* start EXERCISE INPUTS *

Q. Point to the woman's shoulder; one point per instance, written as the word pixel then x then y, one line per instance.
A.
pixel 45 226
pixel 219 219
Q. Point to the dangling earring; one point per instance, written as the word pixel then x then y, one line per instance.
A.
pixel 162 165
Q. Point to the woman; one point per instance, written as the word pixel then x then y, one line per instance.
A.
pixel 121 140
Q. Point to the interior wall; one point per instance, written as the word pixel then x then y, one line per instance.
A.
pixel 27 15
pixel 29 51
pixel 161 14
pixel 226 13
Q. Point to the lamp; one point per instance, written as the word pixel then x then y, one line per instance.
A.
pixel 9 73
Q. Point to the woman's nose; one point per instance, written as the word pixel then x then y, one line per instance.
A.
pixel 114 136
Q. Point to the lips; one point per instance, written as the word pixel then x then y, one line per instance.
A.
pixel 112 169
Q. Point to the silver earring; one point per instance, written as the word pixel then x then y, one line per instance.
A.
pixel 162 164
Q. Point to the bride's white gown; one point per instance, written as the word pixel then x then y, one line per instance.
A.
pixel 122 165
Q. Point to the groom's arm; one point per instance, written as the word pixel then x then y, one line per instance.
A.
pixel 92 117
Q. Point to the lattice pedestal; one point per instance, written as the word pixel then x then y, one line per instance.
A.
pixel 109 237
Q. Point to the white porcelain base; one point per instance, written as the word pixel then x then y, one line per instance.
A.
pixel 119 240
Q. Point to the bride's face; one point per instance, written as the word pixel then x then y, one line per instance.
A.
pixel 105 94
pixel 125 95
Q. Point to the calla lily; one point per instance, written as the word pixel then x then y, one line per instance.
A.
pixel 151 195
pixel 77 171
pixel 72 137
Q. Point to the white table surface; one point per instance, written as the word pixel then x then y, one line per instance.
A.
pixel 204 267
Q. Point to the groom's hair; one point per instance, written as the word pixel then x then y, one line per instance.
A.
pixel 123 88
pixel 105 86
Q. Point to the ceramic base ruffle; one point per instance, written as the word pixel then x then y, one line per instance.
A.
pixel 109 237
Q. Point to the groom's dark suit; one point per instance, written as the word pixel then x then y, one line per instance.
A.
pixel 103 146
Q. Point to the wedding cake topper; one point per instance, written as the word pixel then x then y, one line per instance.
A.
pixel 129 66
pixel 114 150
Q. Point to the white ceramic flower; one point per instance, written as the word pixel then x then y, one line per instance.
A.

* end EXERCISE INPUTS *

§ **WHAT YOU ARE ASKED TO DO**
Rewrite all of the items above, changing every "groom's" to "husband's" and keeping everything else the same.

§ **WRITTEN SOLUTION**
Q. Point to the woman's shoulder; one point per instance, written as the word pixel then x then y, one line per instance.
A.
pixel 45 226
pixel 219 219
Q. Point to the dangling earring; one point per instance, written as the word pixel then x then y, one line per instance.
A.
pixel 162 165
Q. Point to the woman; one point per instance, written as the word pixel then x then y, one line per instance.
A.
pixel 121 140
Q. Point to the interior wall; one point per instance, written as the word pixel then x then y, one line per instance.
A.
pixel 27 15
pixel 29 51
pixel 161 14
pixel 226 13
Q. Point to the lamp; one point per instance, written as the word pixel then x then y, one line per instance.
A.
pixel 9 73
Q. Point to the woman's nose; one point per instance, written as the word pixel then x then y, one line per instance.
A.
pixel 114 136
Q. Point to the lips; one point per instance, written as the word pixel then x then y, one line per instance.
A.
pixel 112 169
Q. Point to the silver earring; one point per instance, written as the word pixel then x then y, one line per instance.
A.
pixel 162 164
Q. Point to the bride's white gown; one point per instance, written as the word pixel then x then y, one line per instance.
A.
pixel 122 165
Q. Point to the husband's arm; one point per instance, written as the word pixel then x then y, one line per instance.
A.
pixel 92 117
Q. Point to the lattice pedestal; one point per instance, written as the word pixel then x then y, one line per instance.
A.
pixel 109 237
Q. Point to the white porcelain base; one point per instance, written as the word pixel then x then y, one line per instance.
A.
pixel 119 240
Q. Point to the bride's face; one point per instance, written as the word pixel then x then y, one line per instance.
A.
pixel 105 94
pixel 125 95
Q. Point to the calla lily; one point per instance, written as the word pixel then x then y, one line per instance.
A.
pixel 151 195
pixel 77 171
pixel 72 137
Q. Point to the white table surface; one point per instance, written as the word pixel then x then y, one line per instance.
A.
pixel 204 267
Q. Point to the husband's hair; one point per instance, written as the word pixel then x then y, one line per instance.
A.
pixel 123 88
pixel 105 86
Q. Point to the ceramic base ruffle; one point per instance, written as the word pixel then x then y, one line per instance.
A.
pixel 109 237
Q. Point to the husband's dark suit; one point per instance, written as the word pixel then x then y, one line per instance.
A.
pixel 103 146
Q. Point to the wedding cake topper; one point per instance, written as the word pixel then x then y, one line per instance.
A.
pixel 129 66
pixel 114 150
Q. Point to the white ceramic flower; one point per instance, written as the word pixel then x then y, one line per instance.
A.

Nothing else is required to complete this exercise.